_Instrucción_: Cambia "violencia juvenil" por "delincuencia juvenil" en el tramo del texto sobre la juventud que va desde "Algo de verdad" hasta "todas las playas.", y escribe ese tramo de nuevo.

_Texto de la página_:
Algo de verdad hay en la denuncia de Villemain. En las grandes ciudades de Hispanoamérica, México, Bogotá, Caracas, Río de Janeiro, San Pablo, El Salvador, ciudad de Guatemala, Quito y otras muchas, la violencia juvenil, con matanzas y violaciones a diario, es un hecho imposible de ignorar.
Pero no todo el monte es leña; ni todos los rosales espinas; ni hay basura en todas las playas.
¿Por qué no se escribe y se habla de la otra juventud? ¿Todas las lluvias provocan tormentas? ¿Todas las olas desembocan en tempestades? En las ciudades que he mencionado vive otra juventud que jamás aparece en las páginas de los periódicos. Una juventud trabajadora, estudiosa, sana, arraigada en principios morales que ya quisieran para si millones de adultos, una juventud creyente, consagrada a su iglesia, practicante de la fe, esforzada en comunicar a otros las bellezas de la vida cristiana.
Escribo estas reflexiones a raíz de una experiencia vivida recientemente. Para hacer más fácil la lectura redacto en primera persona del singular. Durante la pasada llamada semana santa una Iglesia de Maracay, en Venezuela, me pidió que le dedicara la fecha con predicaciones diarias. Antes de ir a Maracay estuve en otra Iglesia de Caracas, en la barriada El Silencio. Allí entré en contacto con un grupo de jóvenes que formaban un inspirado e inspirador coro a varias voces. Quedé impresionado por la belleza de los cánticos y la armonía del conjunto. Hablé con ellos. Les pedí que me acompañaran a Maracay y apoyaran la campaña. Algunos ya tenían planes para aquellos días de vacaciones. Pero renunciaron y se involucraron en el trabajo evangelístico. Fueron a Maracay. Ni uno solo faltó. El predicador de la Iglesia, Jorge Pérez, los acogió a todos en su casa. Dormían en colchonetas tendidas en el piso. Comían lo que la esposa del predicador les preparaba, que no era mucho. El día lo dedicaban a evangelizar por las casas, invitando a personas nuevas a la reunión de la noche. Las conversiones que tuvimos por aquellos días se debieron en gran parte a la obra personal que hicieron de casa en casa.

_Datos en bruto_:
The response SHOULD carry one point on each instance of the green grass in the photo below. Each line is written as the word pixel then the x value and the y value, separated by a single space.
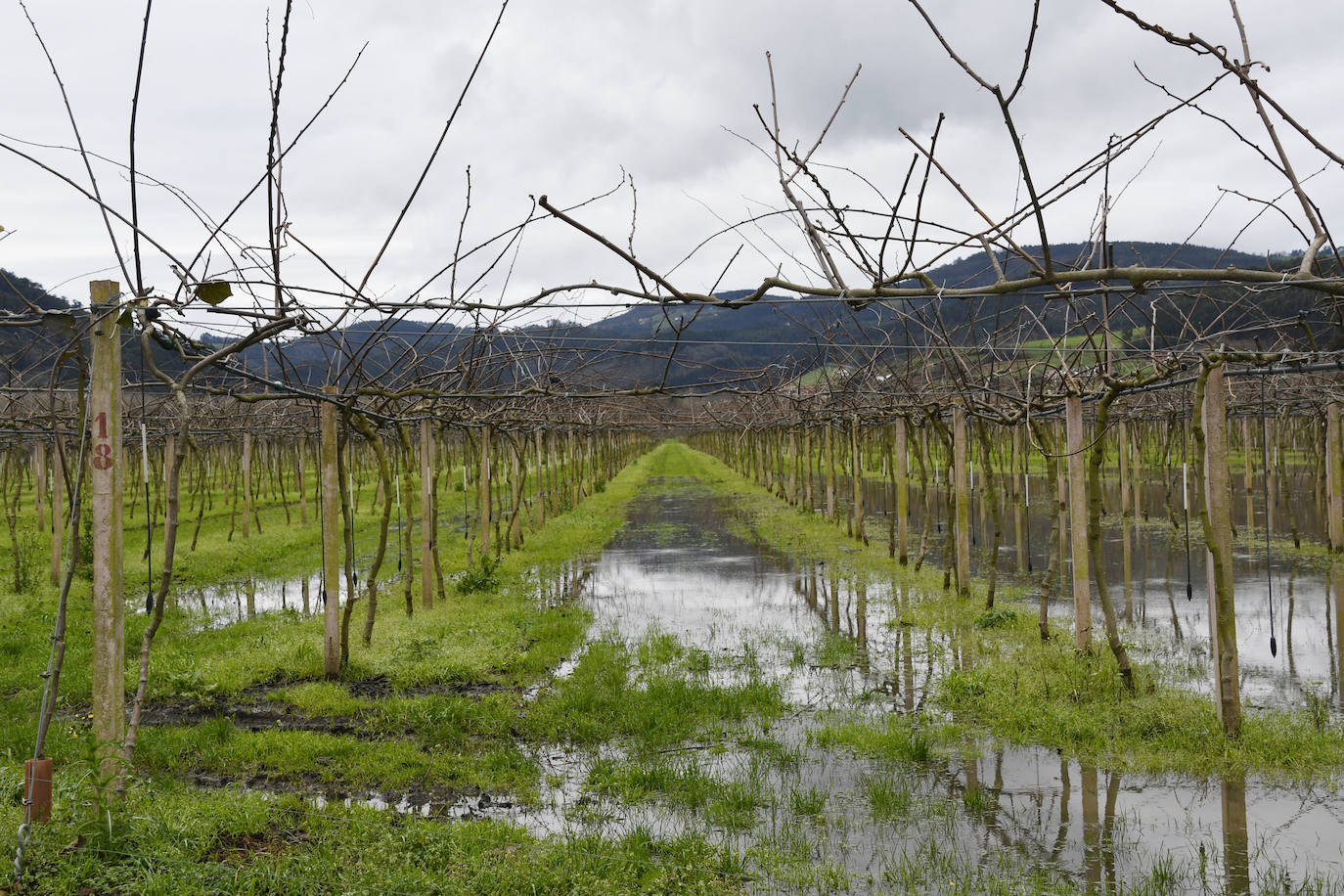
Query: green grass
pixel 184 841
pixel 1023 691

_Respuesta_:
Algo de verdad hay en la denuncia de Villemain. En las grandes ciudades de Hispanoamérica, México, Bogotá, Caracas, Río de Janeiro, San Pablo, El Salvador, ciudad de Guatemala, Quito y otras muchas, la delincuencia juvenil, con matanzas y violaciones a diario, es un hecho imposible de ignorar.
Pero no todo el monte es leña; ni todos los rosales espinas; ni hay basura en todas las playas.